• [Exercise inputs]
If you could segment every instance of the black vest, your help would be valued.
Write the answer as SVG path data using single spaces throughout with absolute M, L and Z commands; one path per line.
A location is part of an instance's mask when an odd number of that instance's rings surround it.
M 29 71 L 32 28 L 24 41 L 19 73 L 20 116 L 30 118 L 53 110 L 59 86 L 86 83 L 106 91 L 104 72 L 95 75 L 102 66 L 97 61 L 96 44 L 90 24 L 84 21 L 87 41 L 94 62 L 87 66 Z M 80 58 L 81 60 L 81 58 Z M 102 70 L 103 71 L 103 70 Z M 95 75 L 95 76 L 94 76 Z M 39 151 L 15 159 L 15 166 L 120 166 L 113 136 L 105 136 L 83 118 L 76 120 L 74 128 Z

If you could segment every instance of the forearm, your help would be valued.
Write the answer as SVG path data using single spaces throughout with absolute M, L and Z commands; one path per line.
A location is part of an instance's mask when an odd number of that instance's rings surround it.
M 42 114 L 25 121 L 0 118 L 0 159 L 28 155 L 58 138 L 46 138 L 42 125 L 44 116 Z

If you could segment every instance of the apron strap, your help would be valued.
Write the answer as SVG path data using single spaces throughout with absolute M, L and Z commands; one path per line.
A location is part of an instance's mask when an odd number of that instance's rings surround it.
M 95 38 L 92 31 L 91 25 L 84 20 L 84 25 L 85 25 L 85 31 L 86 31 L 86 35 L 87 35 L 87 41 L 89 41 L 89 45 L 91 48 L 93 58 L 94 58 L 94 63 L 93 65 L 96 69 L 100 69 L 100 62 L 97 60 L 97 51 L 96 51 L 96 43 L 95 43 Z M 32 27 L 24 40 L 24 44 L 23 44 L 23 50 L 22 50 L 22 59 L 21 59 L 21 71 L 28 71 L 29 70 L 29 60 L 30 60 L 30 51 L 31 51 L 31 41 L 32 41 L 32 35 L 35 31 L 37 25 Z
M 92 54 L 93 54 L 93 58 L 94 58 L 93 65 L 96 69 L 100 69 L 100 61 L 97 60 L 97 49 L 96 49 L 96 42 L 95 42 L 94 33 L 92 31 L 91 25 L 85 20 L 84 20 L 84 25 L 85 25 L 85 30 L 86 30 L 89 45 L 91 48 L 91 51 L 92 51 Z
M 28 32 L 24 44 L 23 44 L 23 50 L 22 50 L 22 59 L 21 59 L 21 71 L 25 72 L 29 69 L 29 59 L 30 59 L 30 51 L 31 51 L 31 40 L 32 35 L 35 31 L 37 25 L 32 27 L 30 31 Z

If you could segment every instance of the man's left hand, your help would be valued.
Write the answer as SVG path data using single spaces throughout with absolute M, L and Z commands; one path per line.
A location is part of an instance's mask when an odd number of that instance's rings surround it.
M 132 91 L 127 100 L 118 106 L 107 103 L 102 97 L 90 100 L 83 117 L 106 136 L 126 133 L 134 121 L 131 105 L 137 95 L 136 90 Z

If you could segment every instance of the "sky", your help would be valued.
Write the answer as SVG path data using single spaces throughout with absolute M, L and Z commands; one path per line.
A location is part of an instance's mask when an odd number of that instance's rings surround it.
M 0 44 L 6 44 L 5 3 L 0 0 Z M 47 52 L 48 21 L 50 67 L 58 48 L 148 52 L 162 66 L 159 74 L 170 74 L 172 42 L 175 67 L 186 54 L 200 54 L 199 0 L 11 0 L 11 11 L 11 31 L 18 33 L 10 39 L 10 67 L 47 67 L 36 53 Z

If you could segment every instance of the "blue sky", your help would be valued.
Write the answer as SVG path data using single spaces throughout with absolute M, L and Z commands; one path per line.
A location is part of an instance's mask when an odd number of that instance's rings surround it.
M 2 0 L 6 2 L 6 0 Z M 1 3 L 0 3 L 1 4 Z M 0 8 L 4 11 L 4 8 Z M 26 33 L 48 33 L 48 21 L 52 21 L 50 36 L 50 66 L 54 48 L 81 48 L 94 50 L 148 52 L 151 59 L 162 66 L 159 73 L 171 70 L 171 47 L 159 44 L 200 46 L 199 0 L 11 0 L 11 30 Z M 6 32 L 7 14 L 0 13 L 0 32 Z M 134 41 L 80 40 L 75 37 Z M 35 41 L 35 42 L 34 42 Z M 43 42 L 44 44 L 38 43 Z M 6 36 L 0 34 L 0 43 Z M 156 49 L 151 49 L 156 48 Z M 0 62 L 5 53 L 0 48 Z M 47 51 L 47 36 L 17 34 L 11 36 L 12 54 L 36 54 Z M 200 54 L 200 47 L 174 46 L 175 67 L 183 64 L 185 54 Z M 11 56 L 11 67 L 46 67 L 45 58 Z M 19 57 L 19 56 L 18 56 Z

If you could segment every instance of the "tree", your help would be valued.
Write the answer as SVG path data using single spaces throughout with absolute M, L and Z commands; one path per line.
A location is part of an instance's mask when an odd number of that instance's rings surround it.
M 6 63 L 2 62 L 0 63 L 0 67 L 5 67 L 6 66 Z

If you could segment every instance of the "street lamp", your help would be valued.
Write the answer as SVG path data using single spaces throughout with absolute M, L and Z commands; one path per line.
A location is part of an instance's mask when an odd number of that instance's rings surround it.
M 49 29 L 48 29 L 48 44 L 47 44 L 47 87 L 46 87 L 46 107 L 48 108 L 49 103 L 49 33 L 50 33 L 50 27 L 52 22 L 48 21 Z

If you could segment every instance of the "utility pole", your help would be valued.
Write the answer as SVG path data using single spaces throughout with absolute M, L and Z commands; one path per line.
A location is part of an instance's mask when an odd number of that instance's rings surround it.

• [Task goal] Reproduce the stretch of the data from the line containing "If you could segment every instance of the man's" through the line containing "M 132 91 L 127", both lines included, with every character unchanged.

• [Result of the task]
If you could segment every instance of the man's left hand, your help would be valued.
Write the answer as SVG path data using single spaces throughout with absolute M, L and Z commands; one path per line.
A location is part of an instance's mask when an odd number of that instance's rings surround it.
M 132 91 L 127 100 L 118 106 L 107 103 L 102 97 L 90 100 L 83 117 L 106 136 L 126 133 L 134 121 L 131 105 L 137 95 L 136 90 Z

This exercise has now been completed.